• Bereitgestellter Auszug
-- -- --

Man muß ja nun kaum alles mögen oder auch bloß kennen, musikalisch gesehen schon gar nicht, und Hip-Hop ist wohl gerade so eine ganz eigene Sache. Frei heraus: Wenn Q-Tip, bekanntestes Mitglied der Band „A Tribe Called Quest“, sich mit dicker Hose hinstellt und verkündet, daß „ ... der Scheiß einem Nigger echt viel bedeutet“, verleiern sich die Rezensentenaugen Richtung Haaransatz. Michael Rapaport, ewiger Kleindarsteller, findet so was hingegen offenbar total gut und hat deswegen eine Doku über die persönliche Lieblingsband gedreht. Yo, Brother!
So beleuchtet er den Werdegang seiner Götter von der Gründung bis zur Auflösung und bemüht sich, dem akustisch dankbaren Sujet außerdem visuell einige interessante Seiten abzuringen. Mit Erfolg: Animierte Sequenzen, auf Kinderfotos in die Kamera grinsende spätere Stars, ein Panoptikum bunter Einsprengsel und nicht zuletzt die zwar ruhelose, indes nie hektische Kameraführung brechen übliche Standards von rumsitzenden Interviewpartnern. Letztere treten allerdings kaum aus den vorgegebenen geistigen Bahnen heraus. Okay, eventuell ist es sogar für Außenstehende recht witzig zu erfahren, woher der Fachausdruck „Phat Ass“ stammt, zudem mögen manche Lebensgefühlsbeschreibungen treffend klingen, doch insgesamt dürfte die thematische Palette nun nicht gar so sehr auf „Dann haben wir dieses und jenes getan“ fokussieren. Das konnten andere Musikdokus schon besser, man denke an ONLY THE STRONG SURVIVE.

-- -- --

• Daten
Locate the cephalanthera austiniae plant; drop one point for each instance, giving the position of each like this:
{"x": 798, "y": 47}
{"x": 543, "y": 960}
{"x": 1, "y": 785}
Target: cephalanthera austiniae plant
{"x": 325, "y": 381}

-- -- --

• Schriftliche Aufgabe
Gib aus der Filmkritik zur Hip-Hop-Doku den Abschnitt von „Man muß ja nun“ bis einschließlich „gedreht. Yo, Brother!“ wortgetreu aus.

• Schriftliche Lösung
Man muß ja nun kaum alles mögen oder auch bloß kennen, musikalisch gesehen schon gar nicht, und Hip-Hop ist wohl gerade so eine ganz eigene Sache. Frei heraus: Wenn Q-Tip, bekanntestes Mitglied der Band „A Tribe Called Quest“, sich mit dicker Hose hinstellt und verkündet, daß „ ... der Scheiß einem Nigger echt viel bedeutet“, verleiern sich die Rezensentenaugen Richtung Haaransatz. Michael Rapaport, ewiger Kleindarsteller, findet so was hingegen offenbar total gut und hat deswegen eine Doku über die persönliche Lieblingsband gedreht. Yo, Brother!